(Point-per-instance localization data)
Start of Block

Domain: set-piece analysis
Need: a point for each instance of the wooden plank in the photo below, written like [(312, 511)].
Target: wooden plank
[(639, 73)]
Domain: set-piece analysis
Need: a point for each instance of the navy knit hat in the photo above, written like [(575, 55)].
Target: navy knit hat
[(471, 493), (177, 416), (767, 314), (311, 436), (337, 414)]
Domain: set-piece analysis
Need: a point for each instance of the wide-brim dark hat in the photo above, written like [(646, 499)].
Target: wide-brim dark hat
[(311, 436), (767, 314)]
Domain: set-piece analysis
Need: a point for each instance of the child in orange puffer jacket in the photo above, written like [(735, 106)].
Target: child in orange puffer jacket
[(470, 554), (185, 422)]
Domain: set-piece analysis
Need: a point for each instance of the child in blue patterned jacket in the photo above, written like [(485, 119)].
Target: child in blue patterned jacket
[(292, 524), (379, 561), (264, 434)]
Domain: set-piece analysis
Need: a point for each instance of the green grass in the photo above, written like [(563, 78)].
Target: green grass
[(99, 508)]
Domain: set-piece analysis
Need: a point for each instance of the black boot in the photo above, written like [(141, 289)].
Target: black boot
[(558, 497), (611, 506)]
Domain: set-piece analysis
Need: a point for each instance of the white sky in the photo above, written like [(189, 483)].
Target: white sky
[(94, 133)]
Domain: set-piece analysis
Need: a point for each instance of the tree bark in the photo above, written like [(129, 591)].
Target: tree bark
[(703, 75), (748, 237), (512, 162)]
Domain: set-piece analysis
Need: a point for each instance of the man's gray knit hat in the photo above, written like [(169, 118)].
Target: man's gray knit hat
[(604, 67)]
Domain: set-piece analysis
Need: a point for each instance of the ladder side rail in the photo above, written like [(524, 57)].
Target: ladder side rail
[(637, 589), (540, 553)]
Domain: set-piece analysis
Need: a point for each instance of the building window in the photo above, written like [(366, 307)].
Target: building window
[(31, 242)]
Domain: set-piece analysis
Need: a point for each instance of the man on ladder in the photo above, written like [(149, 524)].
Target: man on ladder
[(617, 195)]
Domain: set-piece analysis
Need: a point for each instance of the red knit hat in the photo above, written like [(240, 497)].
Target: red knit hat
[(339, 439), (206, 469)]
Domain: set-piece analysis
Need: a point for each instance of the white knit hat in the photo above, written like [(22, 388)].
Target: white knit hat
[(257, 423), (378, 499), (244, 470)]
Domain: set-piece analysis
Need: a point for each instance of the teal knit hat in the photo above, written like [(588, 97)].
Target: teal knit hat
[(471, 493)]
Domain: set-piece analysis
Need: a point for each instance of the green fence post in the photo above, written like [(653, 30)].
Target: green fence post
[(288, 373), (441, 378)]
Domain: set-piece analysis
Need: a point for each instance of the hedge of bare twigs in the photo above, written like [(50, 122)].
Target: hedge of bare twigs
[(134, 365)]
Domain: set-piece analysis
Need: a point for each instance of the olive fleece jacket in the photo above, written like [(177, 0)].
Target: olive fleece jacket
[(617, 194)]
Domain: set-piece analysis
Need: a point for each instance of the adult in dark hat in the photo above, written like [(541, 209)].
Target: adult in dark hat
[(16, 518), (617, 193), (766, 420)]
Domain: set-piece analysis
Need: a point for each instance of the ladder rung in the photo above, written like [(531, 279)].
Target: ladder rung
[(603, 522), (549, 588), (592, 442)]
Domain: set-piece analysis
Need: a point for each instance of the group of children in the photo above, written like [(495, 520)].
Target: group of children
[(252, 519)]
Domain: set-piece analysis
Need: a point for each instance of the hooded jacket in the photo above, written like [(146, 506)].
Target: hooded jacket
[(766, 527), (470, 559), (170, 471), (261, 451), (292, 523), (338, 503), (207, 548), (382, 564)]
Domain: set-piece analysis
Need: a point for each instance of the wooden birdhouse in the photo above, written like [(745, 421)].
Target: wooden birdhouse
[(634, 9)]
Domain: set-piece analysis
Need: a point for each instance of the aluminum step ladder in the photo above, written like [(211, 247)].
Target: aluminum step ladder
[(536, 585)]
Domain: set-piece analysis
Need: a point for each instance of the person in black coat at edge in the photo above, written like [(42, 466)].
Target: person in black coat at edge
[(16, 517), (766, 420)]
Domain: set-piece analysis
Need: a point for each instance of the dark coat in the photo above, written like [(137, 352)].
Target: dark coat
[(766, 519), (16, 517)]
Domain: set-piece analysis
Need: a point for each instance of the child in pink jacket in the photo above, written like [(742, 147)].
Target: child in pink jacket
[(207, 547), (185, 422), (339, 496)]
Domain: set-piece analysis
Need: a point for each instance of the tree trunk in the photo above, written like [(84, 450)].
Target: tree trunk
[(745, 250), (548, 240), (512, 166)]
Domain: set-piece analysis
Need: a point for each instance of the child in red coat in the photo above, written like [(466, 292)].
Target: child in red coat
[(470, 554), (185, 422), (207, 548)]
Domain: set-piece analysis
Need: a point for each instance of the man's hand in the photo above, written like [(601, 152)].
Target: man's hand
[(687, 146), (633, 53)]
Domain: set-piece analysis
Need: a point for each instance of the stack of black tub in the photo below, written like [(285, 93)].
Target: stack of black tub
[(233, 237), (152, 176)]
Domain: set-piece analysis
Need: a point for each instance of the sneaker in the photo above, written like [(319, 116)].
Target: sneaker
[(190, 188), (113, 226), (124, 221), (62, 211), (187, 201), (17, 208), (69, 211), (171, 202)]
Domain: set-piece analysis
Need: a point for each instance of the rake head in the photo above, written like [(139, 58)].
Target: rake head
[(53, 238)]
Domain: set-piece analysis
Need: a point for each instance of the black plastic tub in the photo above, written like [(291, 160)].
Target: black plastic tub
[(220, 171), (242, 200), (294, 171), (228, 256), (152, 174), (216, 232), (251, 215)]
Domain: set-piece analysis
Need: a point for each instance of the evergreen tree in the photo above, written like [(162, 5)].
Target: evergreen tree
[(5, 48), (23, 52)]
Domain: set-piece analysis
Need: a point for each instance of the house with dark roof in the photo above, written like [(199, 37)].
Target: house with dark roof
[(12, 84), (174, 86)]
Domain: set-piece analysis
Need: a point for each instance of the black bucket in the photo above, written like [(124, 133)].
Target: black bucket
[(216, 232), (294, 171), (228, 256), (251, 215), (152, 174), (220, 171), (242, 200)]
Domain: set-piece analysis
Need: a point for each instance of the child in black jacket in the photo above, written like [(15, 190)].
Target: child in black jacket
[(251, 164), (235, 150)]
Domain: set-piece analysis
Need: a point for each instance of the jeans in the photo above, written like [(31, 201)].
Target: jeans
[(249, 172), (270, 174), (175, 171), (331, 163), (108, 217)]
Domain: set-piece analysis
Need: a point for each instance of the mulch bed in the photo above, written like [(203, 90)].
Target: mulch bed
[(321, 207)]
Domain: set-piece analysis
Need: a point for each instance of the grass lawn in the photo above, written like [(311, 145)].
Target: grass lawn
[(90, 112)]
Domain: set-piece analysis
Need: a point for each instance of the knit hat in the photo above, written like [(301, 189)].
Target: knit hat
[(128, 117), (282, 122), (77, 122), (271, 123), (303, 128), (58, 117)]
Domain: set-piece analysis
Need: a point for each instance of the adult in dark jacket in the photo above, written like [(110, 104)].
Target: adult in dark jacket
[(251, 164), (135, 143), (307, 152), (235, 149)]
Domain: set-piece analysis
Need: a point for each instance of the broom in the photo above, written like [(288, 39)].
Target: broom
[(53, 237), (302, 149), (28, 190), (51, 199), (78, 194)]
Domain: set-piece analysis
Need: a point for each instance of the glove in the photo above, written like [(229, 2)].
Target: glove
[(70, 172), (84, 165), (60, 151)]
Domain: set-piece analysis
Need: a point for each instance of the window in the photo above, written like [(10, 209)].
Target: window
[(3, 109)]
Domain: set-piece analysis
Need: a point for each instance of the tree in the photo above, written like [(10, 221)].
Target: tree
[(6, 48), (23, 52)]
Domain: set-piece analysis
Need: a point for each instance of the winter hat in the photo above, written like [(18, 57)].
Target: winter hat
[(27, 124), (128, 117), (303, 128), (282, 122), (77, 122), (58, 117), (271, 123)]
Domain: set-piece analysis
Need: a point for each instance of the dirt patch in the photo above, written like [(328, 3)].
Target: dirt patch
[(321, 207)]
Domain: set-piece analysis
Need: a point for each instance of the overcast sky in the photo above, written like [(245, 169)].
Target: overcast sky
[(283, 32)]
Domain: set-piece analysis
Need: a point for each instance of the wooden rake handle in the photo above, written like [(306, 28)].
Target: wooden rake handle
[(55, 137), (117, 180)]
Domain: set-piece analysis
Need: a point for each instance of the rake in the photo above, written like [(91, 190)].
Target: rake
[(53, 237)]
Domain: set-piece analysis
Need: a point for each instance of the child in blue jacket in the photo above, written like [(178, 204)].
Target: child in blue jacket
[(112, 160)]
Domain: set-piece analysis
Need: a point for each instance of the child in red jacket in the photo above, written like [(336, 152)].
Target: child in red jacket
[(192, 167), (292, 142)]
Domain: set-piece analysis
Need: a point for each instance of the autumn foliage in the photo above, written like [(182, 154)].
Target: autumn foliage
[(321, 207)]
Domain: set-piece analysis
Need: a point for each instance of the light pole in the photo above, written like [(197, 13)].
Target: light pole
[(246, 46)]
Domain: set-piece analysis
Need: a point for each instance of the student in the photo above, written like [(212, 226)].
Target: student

End of Block

§ WORK ITEM:
Repeat the entries above exactly, beginning at their first line and ending with the line that contains "Need: a point for each instance of the navy", with nothing added.

§ FINISHED TASK:
Domain: set-piece analysis
Need: a point for each instance of the wooden plank in the photo below, written like [(312, 511)].
Target: wooden plank
[(639, 73)]
Domain: set-piece analysis
Need: a point for each instance of the navy knit hat in the photo above, written like [(575, 55)].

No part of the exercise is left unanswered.